* **Exercise directions**:
Scale the records from the line containing "QUERY large lion eye" through the line containing "[259,132,320,302]" by 1.6. Write out every line in that stretch again, multiplying each coordinate by 1.6 and rounding to a whole number (halves go up), and leave all other text unchanged.

* **Material for the task**:
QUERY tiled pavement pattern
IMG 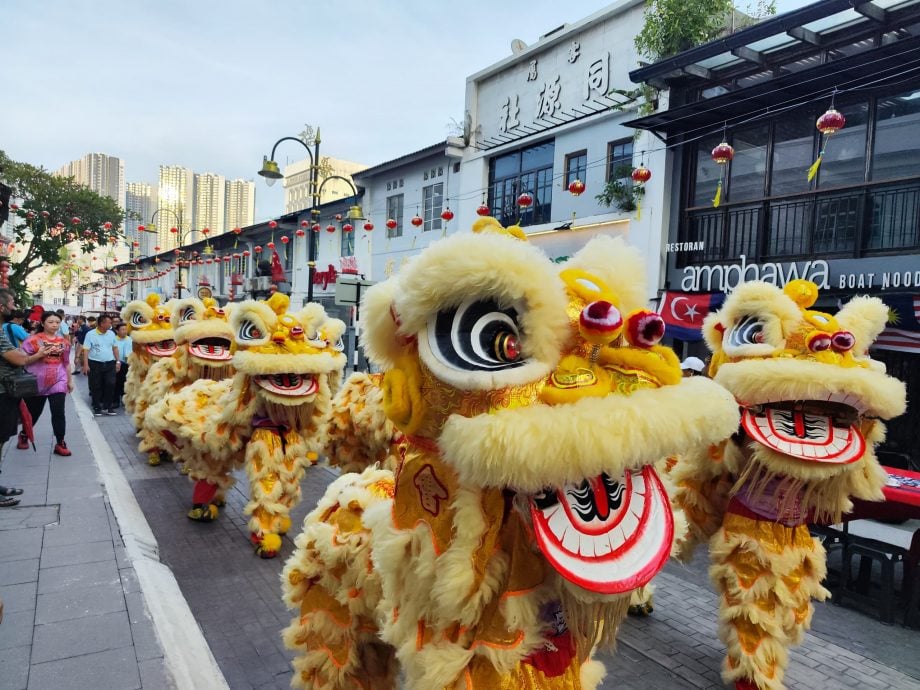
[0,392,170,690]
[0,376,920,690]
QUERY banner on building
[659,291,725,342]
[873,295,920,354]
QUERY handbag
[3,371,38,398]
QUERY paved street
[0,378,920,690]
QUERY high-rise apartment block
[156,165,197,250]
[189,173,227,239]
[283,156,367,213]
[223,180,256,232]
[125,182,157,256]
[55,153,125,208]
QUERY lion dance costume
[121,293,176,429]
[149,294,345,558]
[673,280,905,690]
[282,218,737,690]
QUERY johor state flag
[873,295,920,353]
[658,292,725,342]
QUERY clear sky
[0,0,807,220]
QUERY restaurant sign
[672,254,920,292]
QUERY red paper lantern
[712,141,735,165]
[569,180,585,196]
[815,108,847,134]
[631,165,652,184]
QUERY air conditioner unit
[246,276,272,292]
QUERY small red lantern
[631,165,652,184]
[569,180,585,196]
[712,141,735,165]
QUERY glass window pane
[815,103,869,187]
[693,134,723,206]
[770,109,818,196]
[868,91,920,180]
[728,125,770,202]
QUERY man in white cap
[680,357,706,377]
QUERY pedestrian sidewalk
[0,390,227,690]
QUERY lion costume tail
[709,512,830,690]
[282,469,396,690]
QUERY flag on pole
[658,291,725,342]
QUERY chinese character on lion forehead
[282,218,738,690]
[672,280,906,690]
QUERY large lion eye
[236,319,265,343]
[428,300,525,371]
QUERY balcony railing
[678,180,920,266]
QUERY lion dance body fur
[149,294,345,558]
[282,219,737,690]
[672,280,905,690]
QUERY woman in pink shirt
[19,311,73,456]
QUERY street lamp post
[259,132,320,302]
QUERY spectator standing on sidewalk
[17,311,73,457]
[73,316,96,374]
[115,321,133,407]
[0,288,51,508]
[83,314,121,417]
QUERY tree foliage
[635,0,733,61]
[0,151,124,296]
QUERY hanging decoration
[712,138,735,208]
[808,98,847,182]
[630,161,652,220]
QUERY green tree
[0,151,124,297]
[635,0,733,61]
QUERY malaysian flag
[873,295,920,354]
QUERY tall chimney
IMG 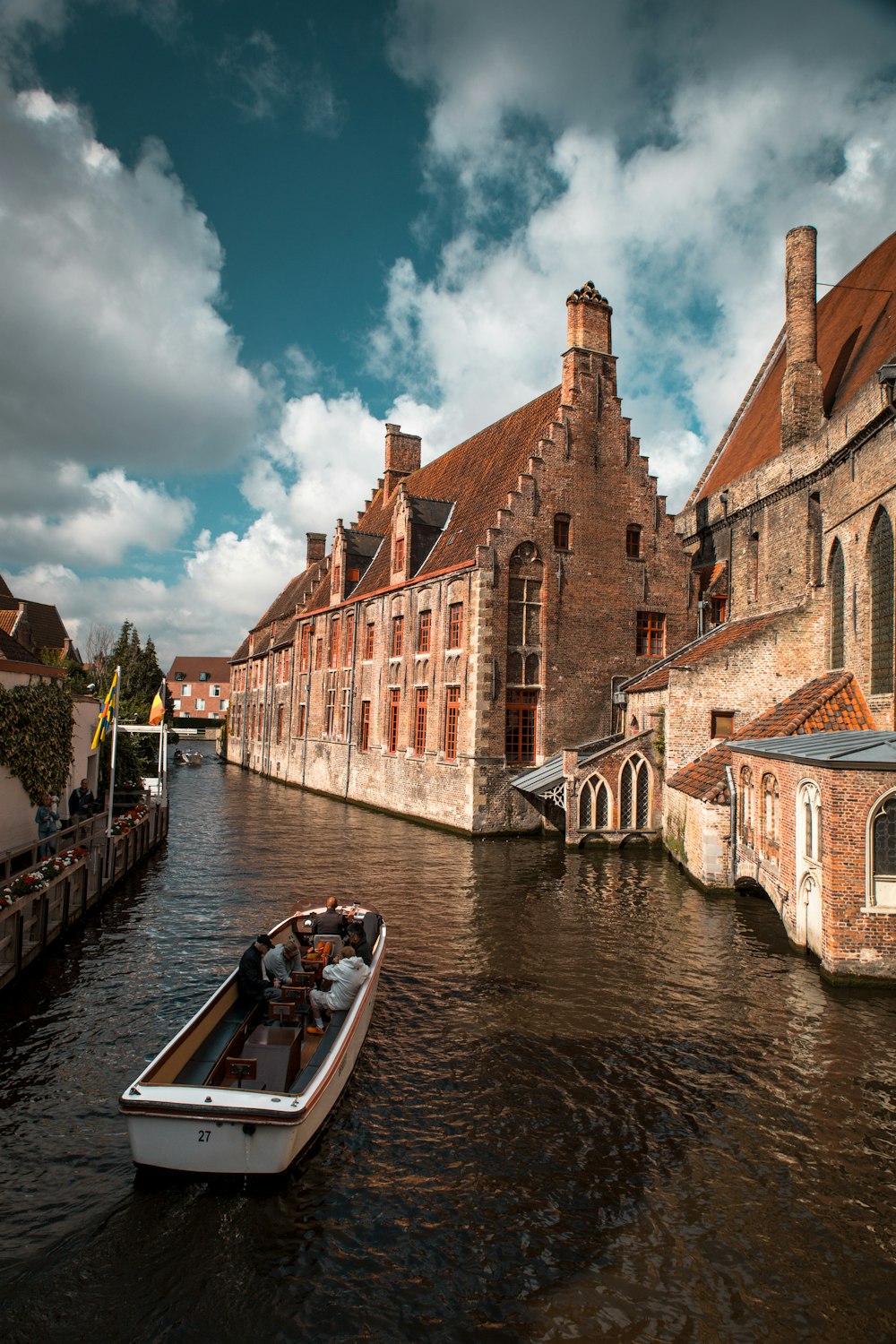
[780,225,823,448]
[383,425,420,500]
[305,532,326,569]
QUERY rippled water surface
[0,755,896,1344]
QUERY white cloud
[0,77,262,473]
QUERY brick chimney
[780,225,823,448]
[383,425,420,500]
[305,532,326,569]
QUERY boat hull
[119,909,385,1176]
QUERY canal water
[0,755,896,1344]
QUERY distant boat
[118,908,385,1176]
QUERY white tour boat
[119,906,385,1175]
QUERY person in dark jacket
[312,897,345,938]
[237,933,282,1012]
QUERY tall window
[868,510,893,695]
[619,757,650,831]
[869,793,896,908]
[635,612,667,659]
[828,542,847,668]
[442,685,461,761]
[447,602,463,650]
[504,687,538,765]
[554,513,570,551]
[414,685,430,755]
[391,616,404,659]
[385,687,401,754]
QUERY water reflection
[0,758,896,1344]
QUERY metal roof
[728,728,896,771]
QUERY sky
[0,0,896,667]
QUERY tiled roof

* **Written solution**:
QUERY large lion eye
[378,510,424,549]
[685,480,840,594]
QUERY balcony railing
[1085,288,1472,426]
QUERY lion dance body fur
[238,470,552,893]
[451,350,1179,1104]
[1075,448,1448,1104]
QUERY woman in pink shirt
[30,498,117,730]
QUERY street lamp post
[414,211,512,483]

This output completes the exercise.